### What you need to do
1/ Answer these questions about the Molecular Twin article.
(a) What is the name of the precision medicine initiative?
(b) In which city is Tempus based?
(c) Whose tests will Cedars-Sinai researchers use to sequence samples from specific populations of cancer patients?
2/ Reproduce the Molecular Twin article word for word from "The database will" to "biology and treatment.".
3/ Write the next portion of the Molecular Twin article, picking up after its last sentence.
--- Excerpted text ---
NEW YORK – Cedars-Sinai Cancer and Tempus on Thursday said they will jointly advance a precision medicine initiative, dubbed Molecular Twin, aimed at creating a database of information that can guide oncology treatment strategies and inform new research.
Los Angeles-based cancer center Cedars-Sinai and Chicago-based diagnostics firm Tempus will collect patient samples and use them to create virtual replicas of their DNA, RNA, protein, and other medical information. These "molecular twins," as the partners are calling them, may then be used by physicians to identify the best treatment approach for their patients and by researchers to classify cancer-associated genetic anomalies and proteins and home in on why certain patients develop resistance to personalized therapies.
The database will contain patients' deidentified results from Tempus' next-generation sequencing tests and the drugs and treatments they've been matched to using the company's artificial intelligence platform. Researchers at Cedars-Sinai will also use Tempus' NGS tests to sequence samples from specific populations of cancer patients. The partners hope the initiative will help shed light on ethnic and racial disparities in precision oncology, including how these disparities affect tumor biology and treatment.
--- Information shown ---
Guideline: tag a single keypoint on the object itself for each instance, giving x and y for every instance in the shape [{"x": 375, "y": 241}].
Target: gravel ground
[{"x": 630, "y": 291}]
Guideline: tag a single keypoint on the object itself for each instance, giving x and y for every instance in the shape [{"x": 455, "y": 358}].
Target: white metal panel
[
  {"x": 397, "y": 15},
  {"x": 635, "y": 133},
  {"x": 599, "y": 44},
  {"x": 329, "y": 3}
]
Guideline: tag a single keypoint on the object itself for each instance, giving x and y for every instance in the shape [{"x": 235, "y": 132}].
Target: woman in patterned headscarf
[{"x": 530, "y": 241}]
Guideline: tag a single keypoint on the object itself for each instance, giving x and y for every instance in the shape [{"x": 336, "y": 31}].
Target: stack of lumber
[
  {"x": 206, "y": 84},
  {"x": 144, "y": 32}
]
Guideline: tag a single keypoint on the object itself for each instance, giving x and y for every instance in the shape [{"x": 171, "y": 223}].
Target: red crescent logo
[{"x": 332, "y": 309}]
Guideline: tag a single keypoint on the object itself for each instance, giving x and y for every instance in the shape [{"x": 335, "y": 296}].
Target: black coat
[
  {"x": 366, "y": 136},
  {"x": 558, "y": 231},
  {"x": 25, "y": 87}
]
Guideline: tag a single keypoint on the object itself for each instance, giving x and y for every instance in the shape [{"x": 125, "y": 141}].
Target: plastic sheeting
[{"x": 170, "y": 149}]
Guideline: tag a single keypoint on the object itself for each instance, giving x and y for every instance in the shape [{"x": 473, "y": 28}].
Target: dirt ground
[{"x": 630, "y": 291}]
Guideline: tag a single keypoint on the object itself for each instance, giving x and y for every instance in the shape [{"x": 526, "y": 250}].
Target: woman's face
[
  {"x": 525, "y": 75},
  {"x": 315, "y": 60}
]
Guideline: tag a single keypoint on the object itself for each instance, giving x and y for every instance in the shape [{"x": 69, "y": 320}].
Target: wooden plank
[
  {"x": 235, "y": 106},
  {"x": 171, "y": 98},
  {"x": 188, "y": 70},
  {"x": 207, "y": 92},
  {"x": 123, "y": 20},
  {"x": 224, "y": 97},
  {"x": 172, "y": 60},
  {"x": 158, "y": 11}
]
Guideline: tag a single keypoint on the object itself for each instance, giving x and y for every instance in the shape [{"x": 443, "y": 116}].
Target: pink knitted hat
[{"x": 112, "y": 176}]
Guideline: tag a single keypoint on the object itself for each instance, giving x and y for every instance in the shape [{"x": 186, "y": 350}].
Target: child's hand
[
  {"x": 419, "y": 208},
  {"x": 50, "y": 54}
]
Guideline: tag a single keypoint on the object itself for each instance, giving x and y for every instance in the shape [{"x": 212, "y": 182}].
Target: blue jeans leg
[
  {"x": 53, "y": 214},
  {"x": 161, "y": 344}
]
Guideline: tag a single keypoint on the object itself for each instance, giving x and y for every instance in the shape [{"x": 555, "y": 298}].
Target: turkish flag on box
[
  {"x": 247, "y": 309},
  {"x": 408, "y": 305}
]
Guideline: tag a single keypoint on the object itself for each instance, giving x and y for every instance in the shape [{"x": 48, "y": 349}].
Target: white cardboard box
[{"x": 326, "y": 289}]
---
### Answers for this exercise
1/
(a) Molecular Twin
(b) Chicago
(c) Tempus' NGS (next-generation sequencing) tests

2/
The database will contain patients' deidentified results from Tempus' next-generation sequencing tests and the drugs and treatments they've been matched to using the company's artificial intelligence platform. Researchers at Cedars-Sinai will also use Tempus' NGS tests to sequence samples from specific populations of cancer patients. The partners hope the initiative will help shed light on ethnic and racial disparities in precision oncology, including how these disparities affect tumor biology and treatment.

3/
In order to make the information in the Molecular Twin database accessible and actionable for both physicians and researchers, Tempus is integrating it with Cedars-Sinai's electronic medical records system.
"Molecular twins serve as scientific stunt doubles that are always in the lab, ready to identify the best current therapies and, perhaps, reveal important details of how a cancer will affect the patient," Dan Theodorescu, director of Cedars-Sinai and leader of the initiative, said in a statement. "We hope that in the long term, the scientific convergence of multiple biologic, physical, and computational datasets on thousands of patients will enable us to develop the treatments of tomorrow as we discover the circuitry used by cancer and other abnormal cells to drive the disease."